:: PROBLEM A ::
Report every line of the listing that contains the string "coffee", matching case exactly.

:: QUOTED PASSAGE ::
━━━━━━━━━━━━━━━━
Michael Mol mikemol at gmail.com
Wed Jul 29 11:25:00 EDT 2009


On Wed, Jul 29, 2009 at 10:52 AM, <peyeps at iserv.net> wrote:
> I kind of got disappointed with Microsoft when they decided to sue Tom Tom.
>
> They seem to be trying very hard to keep people from interfacing with
> their operating system, except under their very limited, controlled,
> revenue extracting conditions.
>
> If they had released the VFat patent to open source, instead of suing Tom
> Tom, I might trust them with Mono and running Linux on top of Windows.

Technically, patents are already "open source."  The idea behind the
patent system is to publicly document a design in such a way that it's
freely usable after the period of exclusivity is up.

If you meant "indemnify", well, that's a tricky thing; As far as I
know, there's no way to provide a legally binding guarantee that you
won't sue someone for violating your patent without signing a contract
with them.  That's called a "license", regardless of the terms of the
contract and any compensation identified.

The crux of the matter is that in order to grant a license to "open
source", you would have to sign a contract between you and "open
source", which requires "open source"* to be legally authorized to
represent all open source developers.  Which requires those developers
to be have signed a contract with "open source" to grant that
authorization.
━━━━━━━━━━━━━━━━
Listing of named-object pointing records:

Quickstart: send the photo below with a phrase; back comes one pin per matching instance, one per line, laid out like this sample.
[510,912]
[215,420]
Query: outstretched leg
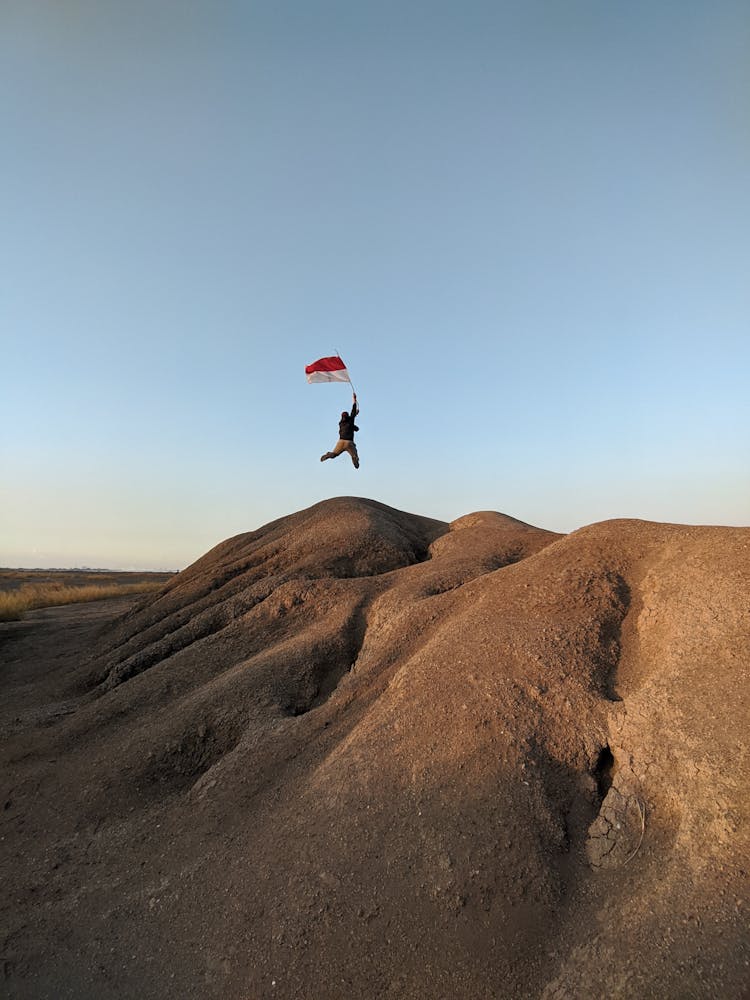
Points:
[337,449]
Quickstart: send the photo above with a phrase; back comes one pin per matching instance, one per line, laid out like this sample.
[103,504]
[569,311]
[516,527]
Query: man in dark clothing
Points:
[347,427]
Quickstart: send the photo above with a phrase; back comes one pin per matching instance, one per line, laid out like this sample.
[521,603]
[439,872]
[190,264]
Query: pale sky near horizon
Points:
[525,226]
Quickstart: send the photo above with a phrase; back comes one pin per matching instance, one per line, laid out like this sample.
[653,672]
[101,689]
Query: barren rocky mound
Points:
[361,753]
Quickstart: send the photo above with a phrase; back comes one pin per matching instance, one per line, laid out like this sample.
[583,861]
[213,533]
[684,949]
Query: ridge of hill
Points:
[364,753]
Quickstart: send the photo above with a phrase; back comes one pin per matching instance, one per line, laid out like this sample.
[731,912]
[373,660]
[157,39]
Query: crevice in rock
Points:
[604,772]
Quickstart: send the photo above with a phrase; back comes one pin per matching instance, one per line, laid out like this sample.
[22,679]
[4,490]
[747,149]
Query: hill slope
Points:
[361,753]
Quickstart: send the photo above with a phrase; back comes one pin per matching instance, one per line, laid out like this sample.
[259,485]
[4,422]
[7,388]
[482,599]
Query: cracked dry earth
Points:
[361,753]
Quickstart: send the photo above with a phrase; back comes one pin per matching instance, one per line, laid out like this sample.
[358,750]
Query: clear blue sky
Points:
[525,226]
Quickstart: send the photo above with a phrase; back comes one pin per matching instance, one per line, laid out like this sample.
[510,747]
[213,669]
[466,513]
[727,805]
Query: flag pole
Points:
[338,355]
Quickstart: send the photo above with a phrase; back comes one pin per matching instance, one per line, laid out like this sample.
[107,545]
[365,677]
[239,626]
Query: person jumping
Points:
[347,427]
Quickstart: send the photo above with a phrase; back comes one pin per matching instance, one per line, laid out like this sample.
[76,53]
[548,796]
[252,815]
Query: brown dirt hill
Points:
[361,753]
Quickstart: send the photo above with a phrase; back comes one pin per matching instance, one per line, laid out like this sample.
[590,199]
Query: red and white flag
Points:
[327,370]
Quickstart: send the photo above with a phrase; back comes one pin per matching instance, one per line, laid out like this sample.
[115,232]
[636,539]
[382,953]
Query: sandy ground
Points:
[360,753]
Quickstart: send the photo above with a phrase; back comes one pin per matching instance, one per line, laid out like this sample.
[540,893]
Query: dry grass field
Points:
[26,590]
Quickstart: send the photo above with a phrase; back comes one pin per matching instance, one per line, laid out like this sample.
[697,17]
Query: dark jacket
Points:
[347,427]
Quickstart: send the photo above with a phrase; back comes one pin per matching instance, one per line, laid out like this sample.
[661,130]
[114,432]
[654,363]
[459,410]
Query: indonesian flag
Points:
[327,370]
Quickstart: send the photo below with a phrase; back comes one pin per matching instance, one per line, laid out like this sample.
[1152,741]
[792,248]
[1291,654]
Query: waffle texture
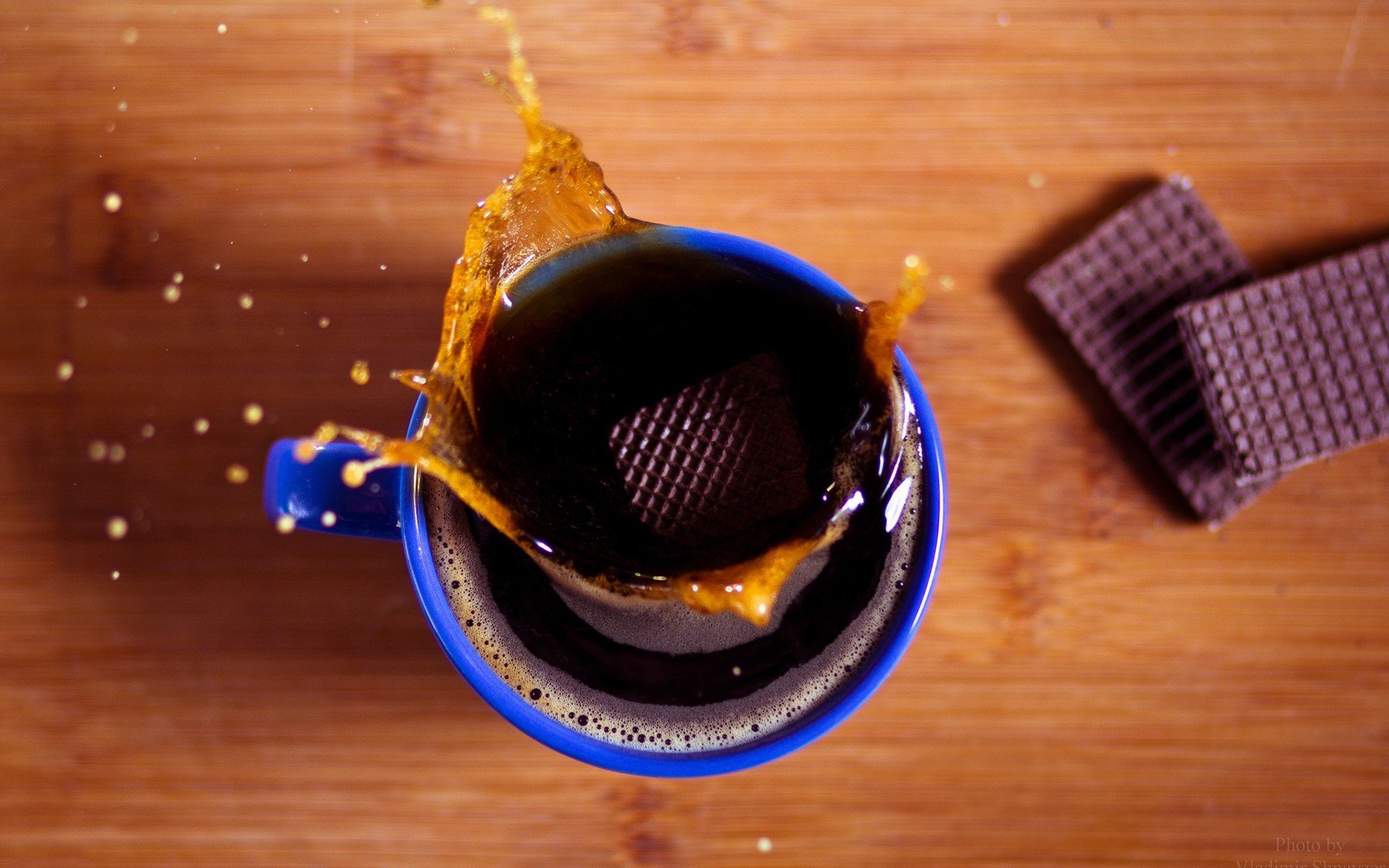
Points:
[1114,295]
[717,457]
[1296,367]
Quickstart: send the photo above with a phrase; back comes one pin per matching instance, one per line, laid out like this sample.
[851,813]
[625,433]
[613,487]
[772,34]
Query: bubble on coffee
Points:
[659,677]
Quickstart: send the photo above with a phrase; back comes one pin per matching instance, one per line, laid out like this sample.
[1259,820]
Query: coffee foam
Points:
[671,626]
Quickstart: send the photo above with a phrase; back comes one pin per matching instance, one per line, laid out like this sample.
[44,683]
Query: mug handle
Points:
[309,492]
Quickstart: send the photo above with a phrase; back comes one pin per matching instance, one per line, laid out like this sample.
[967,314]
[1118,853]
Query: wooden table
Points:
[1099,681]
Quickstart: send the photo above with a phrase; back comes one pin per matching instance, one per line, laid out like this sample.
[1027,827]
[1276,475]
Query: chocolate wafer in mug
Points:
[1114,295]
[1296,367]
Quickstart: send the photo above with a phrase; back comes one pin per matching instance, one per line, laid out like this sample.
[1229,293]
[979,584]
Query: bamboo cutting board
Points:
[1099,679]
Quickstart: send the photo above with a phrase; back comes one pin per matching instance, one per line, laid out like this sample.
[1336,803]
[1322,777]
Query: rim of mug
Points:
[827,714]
━━━━━━━━━━━━━━━━
:: PROBLEM B ::
Give each distinct term that the post about patents sets off in quotation marks.

:: CORRECT ANSWER A ::
Query: bubble on coffee
Query: coffee foam

:: CORRECT ANSWER B ::
open source
indemnify
license